### USING THE INFORMATION
1. Sum up the stem cell summary in two sentences.
2. In the stem cell summary, during what time span after the injury do the later subacute phases fall?
3. Continue the stem cell summary after its last sentence.

### EXERCISE PASSAGE
Human Neural Stem Cells (hNSCs) for neuroprotection in perinatal hypoxic-ischemic brain injury (HII)-Pre-IND-enabling Studies

The goal of our CIRM TRAN1 funding was to bring us closer to launching a Phase 1b/2a clinical trial using transplanted human neural stem cells (NSCs) for neuroprotection against perinatal hypoxic-ischemic brain injury (HII) which leads to hypoxic-ischemic encephalopathy (HIE), an essentially untreatable cause of cerebral palsy (CP) & neurological disability that occurs in 1-3/1000 newborns in the US and is 10-times more common in low-&-middle income countries (LMICs).   Toward that end, we succeeded in receiving written FDA feedback to our pre-IND meeting briefing document, and we held a follow-up meeting with the FDA clinical reviewers.   

HII is characterized by phases of neural cell death in the newborn’s brain. In the  immediate phase, cells die from a process called “necrosis” so rapidly that post-event neuroprotection is not feasible and these cells constitute a dead necrotic “core”. Cells surrounding the core (the “penumbra”) are damaged but still viable and are capable of being rescued from “delayed cell death”. In the later subacute phases (6-96 hrs. post-HII) the penumbral cells start succumbing to secondary causes of cell death. In this TRAN1 award we generated compelling preclinical data that transplanted NSCs can rescue the penumbral cells from dying.

[Stored data]
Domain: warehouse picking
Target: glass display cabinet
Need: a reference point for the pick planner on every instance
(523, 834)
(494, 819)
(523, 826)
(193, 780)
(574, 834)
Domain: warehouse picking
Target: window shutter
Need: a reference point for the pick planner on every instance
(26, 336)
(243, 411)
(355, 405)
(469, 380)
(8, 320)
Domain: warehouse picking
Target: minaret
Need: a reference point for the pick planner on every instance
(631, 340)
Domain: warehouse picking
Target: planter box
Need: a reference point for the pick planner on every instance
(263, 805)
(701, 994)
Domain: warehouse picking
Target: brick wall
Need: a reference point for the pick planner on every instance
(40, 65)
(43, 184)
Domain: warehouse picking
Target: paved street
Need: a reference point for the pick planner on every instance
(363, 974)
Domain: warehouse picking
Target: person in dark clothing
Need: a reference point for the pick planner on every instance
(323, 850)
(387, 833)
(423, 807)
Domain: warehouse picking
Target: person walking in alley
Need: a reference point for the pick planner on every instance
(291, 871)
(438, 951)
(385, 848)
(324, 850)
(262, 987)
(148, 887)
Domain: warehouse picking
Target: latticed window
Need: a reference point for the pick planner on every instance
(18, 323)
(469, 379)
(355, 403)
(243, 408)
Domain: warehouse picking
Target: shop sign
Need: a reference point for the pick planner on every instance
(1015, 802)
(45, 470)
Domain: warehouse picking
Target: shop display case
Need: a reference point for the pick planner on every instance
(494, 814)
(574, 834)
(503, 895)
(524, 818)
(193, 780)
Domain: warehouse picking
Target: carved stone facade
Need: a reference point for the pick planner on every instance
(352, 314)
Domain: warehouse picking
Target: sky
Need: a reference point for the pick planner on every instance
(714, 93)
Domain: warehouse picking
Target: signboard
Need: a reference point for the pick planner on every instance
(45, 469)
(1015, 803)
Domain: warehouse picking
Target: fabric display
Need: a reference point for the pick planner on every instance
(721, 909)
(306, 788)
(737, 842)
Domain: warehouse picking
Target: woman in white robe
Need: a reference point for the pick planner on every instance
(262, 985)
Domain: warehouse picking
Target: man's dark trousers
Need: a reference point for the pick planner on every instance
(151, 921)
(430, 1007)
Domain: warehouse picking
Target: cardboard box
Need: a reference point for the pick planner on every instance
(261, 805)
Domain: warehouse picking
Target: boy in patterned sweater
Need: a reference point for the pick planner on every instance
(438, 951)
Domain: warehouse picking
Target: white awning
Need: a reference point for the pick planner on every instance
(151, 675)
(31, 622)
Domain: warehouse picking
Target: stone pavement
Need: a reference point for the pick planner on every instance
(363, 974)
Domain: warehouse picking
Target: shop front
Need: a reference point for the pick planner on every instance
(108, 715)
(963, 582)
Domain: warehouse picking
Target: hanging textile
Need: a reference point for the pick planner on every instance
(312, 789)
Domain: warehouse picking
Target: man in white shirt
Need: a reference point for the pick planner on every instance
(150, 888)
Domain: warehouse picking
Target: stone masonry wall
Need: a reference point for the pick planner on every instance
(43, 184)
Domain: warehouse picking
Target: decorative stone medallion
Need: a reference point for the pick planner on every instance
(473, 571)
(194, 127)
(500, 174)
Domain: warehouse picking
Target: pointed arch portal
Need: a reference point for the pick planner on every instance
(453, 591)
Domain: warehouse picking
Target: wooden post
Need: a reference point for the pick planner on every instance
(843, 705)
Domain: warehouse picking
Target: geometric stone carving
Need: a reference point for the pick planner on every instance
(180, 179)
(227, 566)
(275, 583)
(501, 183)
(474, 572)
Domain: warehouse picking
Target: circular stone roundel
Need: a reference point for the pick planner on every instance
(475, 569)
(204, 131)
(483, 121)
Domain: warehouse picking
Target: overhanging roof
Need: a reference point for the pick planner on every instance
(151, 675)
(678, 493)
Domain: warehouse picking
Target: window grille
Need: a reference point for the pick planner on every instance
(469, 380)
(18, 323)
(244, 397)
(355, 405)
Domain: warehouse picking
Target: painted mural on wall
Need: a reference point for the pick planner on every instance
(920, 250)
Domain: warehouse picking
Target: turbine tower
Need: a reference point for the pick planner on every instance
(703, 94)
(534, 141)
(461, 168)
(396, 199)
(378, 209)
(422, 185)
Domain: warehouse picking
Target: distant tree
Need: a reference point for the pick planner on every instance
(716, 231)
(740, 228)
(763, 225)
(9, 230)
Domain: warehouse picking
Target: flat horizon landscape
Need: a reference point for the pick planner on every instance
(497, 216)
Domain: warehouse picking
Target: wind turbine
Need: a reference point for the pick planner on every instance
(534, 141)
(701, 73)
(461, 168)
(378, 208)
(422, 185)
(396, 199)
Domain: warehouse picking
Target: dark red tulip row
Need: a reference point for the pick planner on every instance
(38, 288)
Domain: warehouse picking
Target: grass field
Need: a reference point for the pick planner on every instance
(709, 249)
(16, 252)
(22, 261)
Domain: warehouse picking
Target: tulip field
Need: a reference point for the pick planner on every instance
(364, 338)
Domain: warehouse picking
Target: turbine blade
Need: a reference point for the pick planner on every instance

### RESPONSES
1. The CIRM TRAN1 funding aimed to move toward a Phase 1b/2a trial of transplanted human neural stem cells that would protect newborns against hypoxic-ischemic brain injury, a nearly untreatable cause of cerebral palsy. The team received written FDA feedback on its pre-IND briefing document and met with FDA clinical reviewers, and it produced preclinical data showing that transplanted stem cells can rescue the damaged but still living penumbral cells from dying.

2. From 6 to 96 hours after the injury.

3.
We have determined the optimal timing, dose, and route-of-administration parameters necessary for rescue of these penumbral cells.  Finally, we have developed an MRI tool (called “Hierarchical Region Splitting”) that can visualize and quantify (in animals or human babies) the extent of “penumbra” vs. “core” after an injury, and we can follow the evolution of the lesions in real time. That tool has helped us discern that NSCs are synergistic with standard-of-care (SOC) hypothermia (HT) treatment in normalizing the penumbra. Finally, we have carried out extensive molecular characterization of the cells at the level of both RNA and protein expression, to better understand the extent of homogeneity of the cell population and to develop a molecular signature, as well as an understanding of how these cells interact with the injured newborn brain (profiled molecularly for the first time).

Because administration of the hNSCs can be “piggy-backed” upon routine hospital care, monitoring, and follow-up of HIE babies receiving HT, we believe that hNSC use will become part of SOC and, hence, improve the lives of tens-of-thousands of children every year worldwide.